[Excerpts of location labeling data]
______________________________

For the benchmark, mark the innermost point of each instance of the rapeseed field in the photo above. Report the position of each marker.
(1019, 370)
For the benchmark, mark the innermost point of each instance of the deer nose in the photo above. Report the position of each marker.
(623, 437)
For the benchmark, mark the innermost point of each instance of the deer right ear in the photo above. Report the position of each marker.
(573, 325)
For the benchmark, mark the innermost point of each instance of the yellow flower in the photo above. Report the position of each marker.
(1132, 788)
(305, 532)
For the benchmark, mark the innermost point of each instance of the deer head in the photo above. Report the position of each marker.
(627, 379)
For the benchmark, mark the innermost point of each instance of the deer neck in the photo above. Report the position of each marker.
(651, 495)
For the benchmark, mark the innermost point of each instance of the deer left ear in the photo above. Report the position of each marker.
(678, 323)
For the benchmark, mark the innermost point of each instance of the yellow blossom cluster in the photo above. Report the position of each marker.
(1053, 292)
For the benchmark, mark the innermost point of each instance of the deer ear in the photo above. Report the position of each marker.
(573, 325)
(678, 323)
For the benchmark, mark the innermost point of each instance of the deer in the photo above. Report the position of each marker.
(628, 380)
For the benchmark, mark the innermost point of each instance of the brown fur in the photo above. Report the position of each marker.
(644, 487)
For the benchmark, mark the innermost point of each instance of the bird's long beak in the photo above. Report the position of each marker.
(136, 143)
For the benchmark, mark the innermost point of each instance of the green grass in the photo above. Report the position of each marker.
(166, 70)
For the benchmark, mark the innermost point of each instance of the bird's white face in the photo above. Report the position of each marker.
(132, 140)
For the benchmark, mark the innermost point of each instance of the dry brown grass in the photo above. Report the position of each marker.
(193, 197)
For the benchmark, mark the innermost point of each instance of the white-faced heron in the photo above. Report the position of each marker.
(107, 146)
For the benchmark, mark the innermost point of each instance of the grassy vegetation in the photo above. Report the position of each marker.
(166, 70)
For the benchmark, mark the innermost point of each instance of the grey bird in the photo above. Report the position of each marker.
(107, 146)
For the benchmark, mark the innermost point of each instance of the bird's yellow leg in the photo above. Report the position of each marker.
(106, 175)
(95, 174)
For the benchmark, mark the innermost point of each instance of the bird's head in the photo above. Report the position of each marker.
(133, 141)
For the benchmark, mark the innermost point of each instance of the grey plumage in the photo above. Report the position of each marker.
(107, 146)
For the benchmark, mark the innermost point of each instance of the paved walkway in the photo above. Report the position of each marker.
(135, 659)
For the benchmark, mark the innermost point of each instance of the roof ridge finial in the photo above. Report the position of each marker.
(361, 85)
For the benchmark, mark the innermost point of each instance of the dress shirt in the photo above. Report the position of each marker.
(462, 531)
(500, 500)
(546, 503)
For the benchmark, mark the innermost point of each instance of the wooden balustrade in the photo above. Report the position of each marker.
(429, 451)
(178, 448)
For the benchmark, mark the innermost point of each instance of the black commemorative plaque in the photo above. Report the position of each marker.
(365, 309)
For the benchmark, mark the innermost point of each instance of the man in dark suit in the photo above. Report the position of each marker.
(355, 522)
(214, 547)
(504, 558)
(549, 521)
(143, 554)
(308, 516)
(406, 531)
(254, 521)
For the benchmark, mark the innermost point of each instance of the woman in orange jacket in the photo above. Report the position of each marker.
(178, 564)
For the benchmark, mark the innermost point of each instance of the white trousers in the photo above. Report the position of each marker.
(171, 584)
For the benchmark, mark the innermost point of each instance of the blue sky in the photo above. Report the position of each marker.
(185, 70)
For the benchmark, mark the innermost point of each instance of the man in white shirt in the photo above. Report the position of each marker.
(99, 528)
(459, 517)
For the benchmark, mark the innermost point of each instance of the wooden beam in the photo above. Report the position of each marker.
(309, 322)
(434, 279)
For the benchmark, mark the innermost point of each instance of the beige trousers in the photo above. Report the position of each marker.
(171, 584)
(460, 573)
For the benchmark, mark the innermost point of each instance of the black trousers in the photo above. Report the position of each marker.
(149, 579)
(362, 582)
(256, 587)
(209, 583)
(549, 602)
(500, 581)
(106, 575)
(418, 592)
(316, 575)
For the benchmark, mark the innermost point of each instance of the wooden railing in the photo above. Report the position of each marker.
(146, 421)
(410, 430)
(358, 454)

______________________________

Brief: Repeat the listing above without any change.

Task response:
For the benchmark, mark the innermost point of each instance of the rapeseed field in the photo above. Report the position of each marker.
(1019, 370)
For the benchmark, mark the innermost point of each instance of the deer nose in the photo above. Report the position of each marker.
(623, 437)
For the benchmark, mark the innermost point of each instance of the deer right ear in the photo above. Report the position of each marker.
(573, 325)
For the benchmark, mark the innermost point of each instance of the yellow flower in the photo above. Report the position of each marker.
(1132, 788)
(305, 532)
For the benchmark, mark the innermost point of each instance of the deer head in the photo above. Report the position of each marker.
(627, 379)
For the benchmark, mark the innermost point of each instance of the deer neck in the photo above. Report the position of each marker.
(651, 495)
For the benchmark, mark the innermost point of each instance of the deer left ear in the photo above. Report the position of each marker.
(678, 323)
For the benchmark, mark the innermost point of each instance of the yellow blossom cluster in the photo above. Report the position of each marker.
(1053, 292)
For the benchmark, mark the innermost point of each instance of the deer ear in the photo above. Report the position of each marker.
(573, 325)
(678, 323)
For the benchmark, mark the innermost point of each instance of the deer in the photo above. Report the position of each marker.
(628, 380)
For the benchmark, mark the innermost point of each instance of the brown fur in the photo above. Report the position of each marker.
(644, 487)
For the benchmark, mark the innermost point of each instance of the bird's long beak in the photo above. Report the position of each marker.
(136, 143)
For the benchmark, mark the innermost point of each instance of the green grass in the photo above. Report the position of each marker.
(166, 70)
For the benchmark, mark the innermost point of each instance of the bird's white face in the photo above. Report the position of each marker.
(132, 140)
For the benchmark, mark the innermost point of each instance of the dry brown grass in the photo above. Report the position of each marker.
(193, 197)
For the benchmark, mark the innermost point of each instance of the white-faced heron in the photo above. Report the position of each marker.
(107, 146)
For the benchmark, mark the innermost point of each instance of the grassy vegetation in the photo above. Report the position of each marker.
(166, 70)
For the benchmark, mark the innermost point of each instance of the grey bird in the photo above. Report the position of each marker.
(107, 146)
For the benchmark, mark the innermost point of each instance of the bird's yellow leg in the photo above. Report the position of each marker.
(106, 175)
(95, 174)
For the benchmark, mark the innermost point of each instance of the bird's head in the photo above. Report the position of each marker.
(133, 141)
For the benchmark, mark the innermost point of each instance of the grey plumage in the photo above. Report the position of each marker.
(107, 146)
For the benchmark, mark the innermost point of each instance of the paved walkway in the photo above. Report the position of each marker.
(135, 659)
For the benchmark, mark the innermost point of each instance of the roof ridge finial in the photo above. Report the position of each marker.
(361, 85)
For the benchmark, mark the innermost point of each instance of the dress shirt in the photo above. Report the position of each marker.
(462, 531)
(500, 500)
(546, 503)
For the benchmark, mark the innermost point of each instance of the wooden balustrade in the photo above. Report the position of each marker.
(429, 451)
(178, 448)
For the benchmark, mark the innermost point of each instance of the black commemorative plaque in the photo above. Report the position of each marker.
(365, 309)
For the benchmark, mark the innermost point of each instance of the man in dark suit in the photo above. Report the position of each marker.
(355, 522)
(214, 547)
(504, 558)
(549, 521)
(143, 554)
(308, 516)
(406, 531)
(254, 521)
For the benchmark, mark the innermost point of each instance of the woman in orange jacket in the photo above. Report the position of each marker.
(178, 564)
For the benchmark, mark the innermost point of each instance of the white trousers in the photo above. Report the position of each marker.
(171, 584)
For the benchmark, mark the innermost point of each instance of the blue sky in the photo above. Report the position of each marker.
(185, 70)
For the benchmark, mark the innermost point of each instance of the man in white shirt in the photo above. Report the position of each marker.
(99, 528)
(459, 517)
For the benchmark, mark the innermost point of each instance of the wooden beam in the photo above. Report the position of each marker.
(309, 322)
(434, 279)
For the benchmark, mark the innermost point of each instance of the beige trousers in the photo above. Report the position of each marker.
(171, 584)
(460, 573)
For the benchmark, mark the innermost point of each instance of the black trousers in the photo above. Report the position of each marker.
(149, 579)
(362, 582)
(256, 587)
(209, 583)
(549, 602)
(500, 581)
(106, 575)
(418, 592)
(316, 575)
For the benchmark, mark the innermost point of each instance of the wooden railing in the photo above. Report the position of each marker.
(146, 421)
(410, 430)
(358, 454)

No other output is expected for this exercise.